- [TASKS TO PERFORM]:
A – Summarize the text on broker compensation in two sentences.
B – In the passage on broker compensation, render this sentence in Spanish: "Smaller brokerages (fewer than 20 employees) were much more likely than their larger counterparts to employ profit-sharing plans to encourage broker sales performance."

- [DOCUMENT SECTION]:
This year, however, public health restrictions are easing, and employees are returning to work in the office. Or at least, some are. Many labour studies suggest workers are re-evaluating their priorities and leaving current employers to seek better mental health and work-life balance elsewhere.
Eighty-one per cent Canadian executives are having difficulty finding people with the right skill set to fill position, according to a national survey of 500 Canadian executives from 11 industries recently conducted by Environics for CERIC — a Canadian charitable organization that advances education and research in career counselling and career development.
Performance-based compensation remains the best way to reward the loyalty of brokers who choose to stay where they are, the survey suggests.
While touting workplace flexibility as a plus, one woman with between 16 and 30 years in the business, applauds the move her mid-sized brokerage has made. “Moving to a performance-based employer” has improved broker performance over the past two years, she says, rather than basing compensation on “intangibles.”
Overall, survey numbers suggest the brokerage managers’ use of performance-based compensation as a tool for rewarding hard work is gradually dwindling — down from 72% in 2020 to 68% in 2022.
This depends a great deal on the size of the brokerage, with 100 % of the largest brokerages (those with more than 100 employees) extolling performance-based compensation, whereas at small brokerages (under 20 employees), this form of compensation was endorsed by only 57% of those surveyed.
Smaller brokerages (fewer than 20 employees) were much more likely than their larger counterparts to employ profit-sharing plans to encourage broker sales performance.

(Data entries)
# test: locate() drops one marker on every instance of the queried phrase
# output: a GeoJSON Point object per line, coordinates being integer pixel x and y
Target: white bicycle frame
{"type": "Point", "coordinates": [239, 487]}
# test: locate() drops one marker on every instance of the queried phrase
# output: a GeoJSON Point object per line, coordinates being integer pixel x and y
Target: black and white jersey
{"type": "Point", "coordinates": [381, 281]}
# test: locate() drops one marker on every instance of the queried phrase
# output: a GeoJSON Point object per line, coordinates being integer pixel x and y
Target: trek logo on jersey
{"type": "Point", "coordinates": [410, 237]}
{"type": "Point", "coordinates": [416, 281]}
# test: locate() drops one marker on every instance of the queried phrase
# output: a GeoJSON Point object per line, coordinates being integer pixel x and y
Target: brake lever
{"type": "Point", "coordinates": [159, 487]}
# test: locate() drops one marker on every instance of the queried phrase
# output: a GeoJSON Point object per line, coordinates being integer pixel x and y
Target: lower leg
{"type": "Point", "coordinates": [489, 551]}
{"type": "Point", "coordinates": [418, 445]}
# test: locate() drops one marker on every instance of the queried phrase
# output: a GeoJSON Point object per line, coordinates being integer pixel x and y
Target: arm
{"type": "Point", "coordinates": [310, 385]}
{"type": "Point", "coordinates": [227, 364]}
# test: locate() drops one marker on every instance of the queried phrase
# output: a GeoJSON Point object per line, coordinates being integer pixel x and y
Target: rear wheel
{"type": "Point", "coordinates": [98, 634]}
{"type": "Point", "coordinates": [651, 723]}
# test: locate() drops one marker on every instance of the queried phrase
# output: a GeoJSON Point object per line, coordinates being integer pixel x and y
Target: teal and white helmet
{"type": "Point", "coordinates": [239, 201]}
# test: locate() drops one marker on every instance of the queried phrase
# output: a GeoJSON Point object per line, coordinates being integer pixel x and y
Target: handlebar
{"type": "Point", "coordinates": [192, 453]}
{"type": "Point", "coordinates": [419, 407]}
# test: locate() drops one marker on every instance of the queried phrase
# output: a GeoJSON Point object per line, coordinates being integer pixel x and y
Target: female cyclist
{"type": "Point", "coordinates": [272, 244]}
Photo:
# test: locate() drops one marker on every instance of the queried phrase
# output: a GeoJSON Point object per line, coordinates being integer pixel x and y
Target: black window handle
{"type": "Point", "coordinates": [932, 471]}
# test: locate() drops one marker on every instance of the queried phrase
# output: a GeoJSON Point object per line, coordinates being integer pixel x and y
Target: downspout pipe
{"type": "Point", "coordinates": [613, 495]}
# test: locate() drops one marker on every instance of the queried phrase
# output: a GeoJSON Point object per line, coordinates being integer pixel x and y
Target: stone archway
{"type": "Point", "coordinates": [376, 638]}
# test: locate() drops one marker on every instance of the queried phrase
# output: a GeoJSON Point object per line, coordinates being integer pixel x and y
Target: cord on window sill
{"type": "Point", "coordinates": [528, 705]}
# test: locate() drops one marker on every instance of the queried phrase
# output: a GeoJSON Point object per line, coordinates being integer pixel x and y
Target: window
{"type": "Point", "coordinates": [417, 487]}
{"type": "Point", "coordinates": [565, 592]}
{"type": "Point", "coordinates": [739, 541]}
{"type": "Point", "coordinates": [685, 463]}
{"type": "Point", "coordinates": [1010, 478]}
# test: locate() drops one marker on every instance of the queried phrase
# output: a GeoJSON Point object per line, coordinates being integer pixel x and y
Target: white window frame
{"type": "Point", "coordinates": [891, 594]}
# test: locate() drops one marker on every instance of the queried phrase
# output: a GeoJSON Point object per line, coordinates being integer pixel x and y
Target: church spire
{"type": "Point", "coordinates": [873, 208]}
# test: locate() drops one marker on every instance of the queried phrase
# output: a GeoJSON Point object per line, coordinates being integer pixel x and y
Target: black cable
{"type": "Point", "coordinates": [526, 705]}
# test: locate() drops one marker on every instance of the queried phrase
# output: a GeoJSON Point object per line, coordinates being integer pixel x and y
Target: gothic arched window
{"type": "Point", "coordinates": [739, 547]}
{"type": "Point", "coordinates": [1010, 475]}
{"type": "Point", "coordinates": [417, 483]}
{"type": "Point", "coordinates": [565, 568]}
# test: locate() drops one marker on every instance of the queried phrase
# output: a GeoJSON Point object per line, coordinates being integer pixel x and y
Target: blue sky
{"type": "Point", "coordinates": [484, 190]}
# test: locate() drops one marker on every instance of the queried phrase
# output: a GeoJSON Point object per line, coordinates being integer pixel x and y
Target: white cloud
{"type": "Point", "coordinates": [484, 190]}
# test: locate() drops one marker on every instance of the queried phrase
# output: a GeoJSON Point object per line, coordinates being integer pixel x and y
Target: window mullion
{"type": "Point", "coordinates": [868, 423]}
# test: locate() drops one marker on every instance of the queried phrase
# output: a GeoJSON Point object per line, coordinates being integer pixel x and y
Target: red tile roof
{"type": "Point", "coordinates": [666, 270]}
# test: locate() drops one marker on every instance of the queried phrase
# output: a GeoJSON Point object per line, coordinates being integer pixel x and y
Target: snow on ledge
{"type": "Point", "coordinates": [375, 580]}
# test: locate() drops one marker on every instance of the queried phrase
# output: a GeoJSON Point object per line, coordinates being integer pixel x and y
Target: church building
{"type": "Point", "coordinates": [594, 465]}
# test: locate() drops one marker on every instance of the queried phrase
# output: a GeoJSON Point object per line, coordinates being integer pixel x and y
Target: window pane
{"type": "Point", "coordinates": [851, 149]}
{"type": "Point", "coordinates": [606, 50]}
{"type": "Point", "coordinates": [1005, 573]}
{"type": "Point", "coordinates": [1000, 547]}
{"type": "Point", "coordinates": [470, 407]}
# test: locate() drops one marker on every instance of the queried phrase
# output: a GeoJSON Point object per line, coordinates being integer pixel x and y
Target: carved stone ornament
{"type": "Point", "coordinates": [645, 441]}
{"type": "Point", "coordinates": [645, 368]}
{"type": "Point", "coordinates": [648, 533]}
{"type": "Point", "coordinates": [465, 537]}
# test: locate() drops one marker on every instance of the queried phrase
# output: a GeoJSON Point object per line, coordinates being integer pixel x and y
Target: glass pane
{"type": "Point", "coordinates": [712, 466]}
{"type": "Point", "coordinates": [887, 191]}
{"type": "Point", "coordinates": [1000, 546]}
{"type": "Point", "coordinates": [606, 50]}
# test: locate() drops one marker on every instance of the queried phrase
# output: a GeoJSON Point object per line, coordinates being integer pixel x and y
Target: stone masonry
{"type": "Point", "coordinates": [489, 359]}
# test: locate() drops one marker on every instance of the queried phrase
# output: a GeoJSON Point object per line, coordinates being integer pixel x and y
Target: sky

- [CORRECT ANSWERS]:
A – As public health restrictions ease and some employees return to the office, many workers are re-evaluating their priorities and leaving employers in search of better mental health and work-life balance. A survey suggests performance-based compensation remains the best way to reward brokers who stay, though managers' use of it fell from 72% in 2020 to 68% in 2022 and depends heavily on brokerage size: all of the largest brokerages endorse it, compared with only 57% of small ones.

B – Las corredurías más pequeñas (con menos de 20 empleados) eran mucho más propensas que sus homólogas más grandes a emplear planes de participación en los beneficios para fomentar el rendimiento de ventas de los corredores.